→ Written exercise
Please copy out every one of the rows below, keeping each character unchanged.
====
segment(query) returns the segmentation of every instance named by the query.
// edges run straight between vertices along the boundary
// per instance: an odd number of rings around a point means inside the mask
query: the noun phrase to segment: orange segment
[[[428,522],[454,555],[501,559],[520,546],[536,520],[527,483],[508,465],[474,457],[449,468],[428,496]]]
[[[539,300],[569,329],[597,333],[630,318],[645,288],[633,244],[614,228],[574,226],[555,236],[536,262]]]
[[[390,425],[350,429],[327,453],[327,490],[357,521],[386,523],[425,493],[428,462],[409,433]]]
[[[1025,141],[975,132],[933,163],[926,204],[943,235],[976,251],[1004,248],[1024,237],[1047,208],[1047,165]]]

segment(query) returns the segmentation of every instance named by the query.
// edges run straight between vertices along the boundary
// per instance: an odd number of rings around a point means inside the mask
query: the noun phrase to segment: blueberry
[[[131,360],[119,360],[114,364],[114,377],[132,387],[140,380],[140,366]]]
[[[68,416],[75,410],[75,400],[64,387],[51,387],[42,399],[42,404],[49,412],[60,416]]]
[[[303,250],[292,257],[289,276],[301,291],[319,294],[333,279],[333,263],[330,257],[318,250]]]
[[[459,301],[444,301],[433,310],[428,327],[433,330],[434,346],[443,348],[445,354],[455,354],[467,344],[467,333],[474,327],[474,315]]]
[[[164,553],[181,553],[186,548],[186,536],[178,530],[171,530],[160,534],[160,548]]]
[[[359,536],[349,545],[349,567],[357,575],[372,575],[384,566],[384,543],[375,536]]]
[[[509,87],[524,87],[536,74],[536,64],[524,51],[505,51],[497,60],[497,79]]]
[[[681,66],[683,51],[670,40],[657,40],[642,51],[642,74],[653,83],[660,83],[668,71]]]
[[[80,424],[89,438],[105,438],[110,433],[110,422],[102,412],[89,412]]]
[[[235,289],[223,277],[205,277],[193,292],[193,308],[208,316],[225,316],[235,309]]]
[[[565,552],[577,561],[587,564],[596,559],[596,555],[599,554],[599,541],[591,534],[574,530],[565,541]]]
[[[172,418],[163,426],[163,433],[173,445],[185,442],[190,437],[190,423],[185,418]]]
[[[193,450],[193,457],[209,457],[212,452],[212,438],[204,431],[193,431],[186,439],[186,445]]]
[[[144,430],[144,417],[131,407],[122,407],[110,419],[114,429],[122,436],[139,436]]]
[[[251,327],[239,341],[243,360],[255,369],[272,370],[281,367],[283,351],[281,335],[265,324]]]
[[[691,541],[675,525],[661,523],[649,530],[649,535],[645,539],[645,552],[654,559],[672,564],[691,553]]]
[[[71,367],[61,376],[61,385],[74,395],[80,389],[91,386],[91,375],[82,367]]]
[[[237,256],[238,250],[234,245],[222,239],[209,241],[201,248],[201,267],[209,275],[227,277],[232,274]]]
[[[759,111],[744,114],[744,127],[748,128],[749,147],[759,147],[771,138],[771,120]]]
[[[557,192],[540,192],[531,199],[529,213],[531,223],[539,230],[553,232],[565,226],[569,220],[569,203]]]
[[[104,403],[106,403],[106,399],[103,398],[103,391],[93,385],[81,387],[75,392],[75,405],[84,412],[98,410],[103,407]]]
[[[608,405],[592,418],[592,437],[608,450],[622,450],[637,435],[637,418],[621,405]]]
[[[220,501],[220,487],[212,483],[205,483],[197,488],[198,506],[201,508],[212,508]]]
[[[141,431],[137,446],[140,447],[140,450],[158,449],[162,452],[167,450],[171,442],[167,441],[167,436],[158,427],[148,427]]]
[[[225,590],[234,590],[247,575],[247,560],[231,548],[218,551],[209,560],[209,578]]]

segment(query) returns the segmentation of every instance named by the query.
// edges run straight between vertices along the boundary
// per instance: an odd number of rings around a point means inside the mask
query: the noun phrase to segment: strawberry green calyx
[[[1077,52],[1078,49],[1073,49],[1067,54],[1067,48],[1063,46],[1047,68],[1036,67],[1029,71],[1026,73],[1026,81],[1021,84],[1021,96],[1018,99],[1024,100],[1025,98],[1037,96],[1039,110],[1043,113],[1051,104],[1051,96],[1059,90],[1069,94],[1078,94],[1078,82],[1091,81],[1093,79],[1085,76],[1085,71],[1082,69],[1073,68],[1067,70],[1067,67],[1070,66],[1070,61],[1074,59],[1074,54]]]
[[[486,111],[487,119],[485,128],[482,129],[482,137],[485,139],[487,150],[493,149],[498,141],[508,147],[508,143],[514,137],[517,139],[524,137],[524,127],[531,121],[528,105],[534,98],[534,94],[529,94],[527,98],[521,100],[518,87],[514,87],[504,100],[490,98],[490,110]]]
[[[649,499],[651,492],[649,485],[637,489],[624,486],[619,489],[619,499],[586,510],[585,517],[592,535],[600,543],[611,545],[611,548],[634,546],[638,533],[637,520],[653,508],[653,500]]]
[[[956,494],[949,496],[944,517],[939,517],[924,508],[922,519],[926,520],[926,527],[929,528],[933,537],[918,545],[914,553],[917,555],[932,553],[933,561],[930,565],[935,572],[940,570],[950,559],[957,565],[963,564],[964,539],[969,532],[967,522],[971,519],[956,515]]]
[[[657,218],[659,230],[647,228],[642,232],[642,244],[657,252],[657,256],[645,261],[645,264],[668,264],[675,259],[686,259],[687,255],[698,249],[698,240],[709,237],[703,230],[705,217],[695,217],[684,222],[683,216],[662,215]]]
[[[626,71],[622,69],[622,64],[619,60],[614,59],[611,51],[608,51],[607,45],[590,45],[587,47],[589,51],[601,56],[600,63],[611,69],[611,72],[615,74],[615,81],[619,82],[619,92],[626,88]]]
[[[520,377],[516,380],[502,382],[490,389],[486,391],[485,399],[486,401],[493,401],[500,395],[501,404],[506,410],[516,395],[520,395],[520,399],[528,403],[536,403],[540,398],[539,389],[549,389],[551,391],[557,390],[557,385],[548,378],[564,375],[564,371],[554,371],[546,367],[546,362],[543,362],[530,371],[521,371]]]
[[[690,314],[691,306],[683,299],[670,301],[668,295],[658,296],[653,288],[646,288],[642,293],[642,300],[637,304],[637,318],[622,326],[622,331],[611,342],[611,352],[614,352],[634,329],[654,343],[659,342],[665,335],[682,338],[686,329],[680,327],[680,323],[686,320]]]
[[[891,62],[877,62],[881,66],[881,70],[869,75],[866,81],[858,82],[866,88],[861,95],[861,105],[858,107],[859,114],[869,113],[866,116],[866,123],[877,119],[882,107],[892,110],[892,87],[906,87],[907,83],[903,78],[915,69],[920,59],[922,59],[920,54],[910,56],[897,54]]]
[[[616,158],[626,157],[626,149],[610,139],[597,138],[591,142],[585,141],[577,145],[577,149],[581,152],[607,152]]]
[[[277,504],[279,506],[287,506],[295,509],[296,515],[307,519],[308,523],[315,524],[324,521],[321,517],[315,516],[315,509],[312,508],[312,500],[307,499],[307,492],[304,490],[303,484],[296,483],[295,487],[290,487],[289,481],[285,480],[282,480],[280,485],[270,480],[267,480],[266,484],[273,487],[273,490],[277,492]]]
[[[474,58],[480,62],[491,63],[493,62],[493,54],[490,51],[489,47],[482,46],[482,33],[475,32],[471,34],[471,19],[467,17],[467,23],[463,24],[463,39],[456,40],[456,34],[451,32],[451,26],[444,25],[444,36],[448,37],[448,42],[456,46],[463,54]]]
====
→ Output
segment(query) returns the segmentation of every instance named by the query.
// edges run straight between vertices along the boundary
// per instance: an odd number of rings around a point means inside the mask
query: the noun phrase to segment: orange segment
[[[428,522],[454,555],[501,559],[520,546],[536,520],[527,483],[508,465],[474,457],[449,468],[428,496]]]
[[[539,300],[569,329],[597,333],[630,318],[645,288],[633,244],[614,228],[574,226],[555,236],[536,262]]]
[[[390,425],[350,429],[327,453],[327,490],[357,521],[386,523],[425,493],[428,462],[409,433]]]
[[[1025,141],[975,132],[933,163],[926,204],[943,235],[976,251],[1004,248],[1024,237],[1047,208],[1047,165]]]

segment(query) returns the segmentation of every instance named by the query.
// edges run straight between vertices along the boundary
// per instance: an odd number of rings around a point means inside the mask
query: the noun phrase to segment: blueberry
[[[131,360],[119,360],[114,364],[114,377],[132,387],[140,380],[140,366]]]
[[[68,416],[75,410],[75,400],[64,387],[51,387],[42,399],[42,404],[49,412],[60,416]]]
[[[303,250],[292,257],[289,276],[301,291],[319,294],[333,279],[333,263],[330,257],[318,250]]]
[[[459,301],[444,301],[433,310],[428,327],[433,330],[434,346],[443,348],[445,354],[455,354],[467,344],[467,333],[474,327],[474,315]]]
[[[164,553],[181,553],[186,548],[186,536],[178,530],[171,530],[160,534],[160,548]]]
[[[359,536],[349,545],[349,567],[357,575],[372,575],[384,566],[384,543],[375,536]]]
[[[509,87],[524,87],[536,74],[536,64],[524,51],[505,51],[497,60],[497,79]]]
[[[681,66],[683,51],[670,40],[657,40],[642,51],[642,74],[653,83],[660,83],[668,71]]]
[[[80,424],[89,438],[105,438],[110,433],[110,422],[102,412],[89,412]]]
[[[235,289],[223,277],[205,277],[193,292],[193,308],[208,316],[225,316],[235,309]]]
[[[565,552],[577,561],[587,564],[596,559],[596,555],[599,554],[599,541],[591,534],[574,530],[565,541]]]
[[[172,418],[163,426],[163,433],[173,445],[185,442],[190,437],[190,423],[185,418]]]
[[[193,450],[193,457],[209,457],[212,452],[212,438],[204,431],[193,431],[186,439],[186,445]]]
[[[144,430],[144,417],[131,407],[122,407],[110,419],[114,429],[122,436],[139,436]]]
[[[251,327],[239,341],[243,360],[255,369],[272,370],[281,367],[283,351],[281,335],[265,324]]]
[[[691,541],[675,525],[661,523],[649,530],[649,535],[645,539],[645,552],[654,559],[672,564],[691,553]]]
[[[71,367],[61,376],[61,385],[74,395],[80,389],[91,386],[91,375],[82,367]]]
[[[237,256],[238,250],[234,245],[222,239],[209,241],[201,248],[201,267],[209,275],[227,277],[232,274]]]
[[[759,111],[744,114],[744,127],[748,128],[749,147],[759,147],[771,138],[771,120]]]
[[[557,192],[540,192],[531,199],[529,213],[531,223],[539,230],[553,232],[565,226],[569,220],[569,203]]]
[[[104,403],[106,403],[106,399],[103,398],[103,391],[93,385],[81,387],[75,392],[75,405],[84,412],[98,410],[103,407]]]
[[[608,405],[592,418],[592,437],[608,450],[622,450],[637,435],[637,418],[621,405]]]
[[[220,501],[220,487],[212,483],[205,483],[197,488],[198,506],[201,508],[212,508]]]
[[[141,431],[137,446],[140,447],[140,450],[158,449],[162,452],[167,450],[171,442],[167,441],[167,436],[158,427],[148,427]]]
[[[225,590],[234,590],[247,575],[247,560],[231,548],[218,551],[209,560],[209,578]]]

segment(query) returns the segmentation of every instance named by the query.
// edges run straight between vertices along the boundary
// per instance: an odd number of rings around a point means inside the mask
query: the noun phrase to segment: strawberry green calyx
[[[1077,52],[1078,49],[1073,49],[1067,54],[1067,48],[1063,46],[1047,68],[1036,67],[1029,71],[1026,73],[1026,81],[1021,84],[1021,96],[1018,99],[1024,100],[1025,98],[1037,96],[1039,110],[1043,113],[1051,104],[1051,96],[1059,90],[1069,94],[1078,94],[1078,82],[1091,81],[1093,79],[1085,76],[1085,71],[1082,69],[1073,68],[1067,70],[1067,67],[1070,66],[1070,61],[1074,59],[1074,54]]]
[[[486,111],[487,119],[485,128],[482,129],[482,137],[485,139],[487,150],[493,149],[498,141],[508,147],[508,143],[514,137],[517,139],[524,137],[524,127],[531,121],[528,105],[534,98],[534,94],[529,94],[527,98],[521,100],[518,87],[514,87],[504,100],[490,98],[490,110]]]
[[[649,499],[651,492],[649,485],[637,489],[624,486],[619,489],[619,499],[586,510],[585,517],[592,535],[600,543],[611,545],[611,548],[634,546],[638,533],[637,520],[653,508],[653,500]]]
[[[956,494],[949,496],[944,517],[939,517],[924,508],[922,519],[926,520],[926,527],[929,528],[933,537],[918,545],[914,553],[917,555],[932,553],[933,561],[930,565],[935,572],[940,570],[950,559],[957,565],[963,564],[964,539],[969,532],[967,522],[971,519],[956,515]]]
[[[657,218],[659,230],[647,228],[642,232],[642,244],[657,252],[657,256],[645,261],[645,264],[668,264],[675,259],[686,259],[687,255],[698,249],[698,240],[709,237],[703,230],[705,217],[695,217],[684,222],[683,216],[662,215]]]
[[[626,71],[622,69],[622,64],[619,60],[614,59],[611,51],[608,51],[607,45],[590,45],[587,47],[589,51],[601,56],[600,63],[611,69],[611,72],[615,74],[615,81],[619,82],[619,92],[626,88]]]
[[[520,377],[516,380],[502,382],[490,389],[486,391],[485,399],[486,401],[493,401],[500,395],[501,404],[506,410],[516,395],[520,395],[520,399],[528,403],[536,403],[540,398],[539,389],[549,389],[551,391],[557,390],[557,385],[548,378],[564,375],[564,371],[554,371],[546,367],[546,362],[543,362],[530,371],[521,371]]]
[[[690,314],[691,306],[683,299],[670,301],[668,295],[658,296],[653,288],[646,288],[642,293],[642,300],[637,304],[637,318],[622,326],[622,331],[611,342],[611,352],[614,352],[634,329],[654,343],[659,342],[665,335],[682,338],[686,329],[680,327],[680,323],[686,320]]]
[[[891,62],[877,62],[881,66],[881,70],[869,75],[866,81],[858,82],[866,88],[861,95],[861,105],[858,107],[859,114],[869,113],[866,116],[866,123],[877,119],[882,107],[892,110],[892,87],[906,87],[907,83],[903,78],[915,69],[920,59],[922,59],[920,54],[910,56],[897,54]]]
[[[616,158],[626,157],[626,149],[610,139],[597,138],[591,142],[585,141],[577,145],[577,149],[581,152],[607,152]]]
[[[277,504],[279,506],[287,506],[295,509],[296,515],[307,519],[308,523],[315,524],[324,521],[321,517],[315,516],[315,509],[312,508],[312,500],[307,499],[307,492],[304,490],[303,484],[296,483],[295,487],[290,487],[289,481],[285,480],[282,480],[280,485],[270,480],[267,480],[266,484],[273,487],[273,490],[277,492]]]
[[[474,58],[480,62],[491,63],[493,62],[493,54],[490,51],[489,47],[482,46],[482,33],[475,32],[471,34],[471,19],[467,17],[467,23],[463,24],[463,39],[456,40],[456,34],[451,32],[451,26],[444,25],[444,36],[448,37],[448,42],[456,46],[463,54]]]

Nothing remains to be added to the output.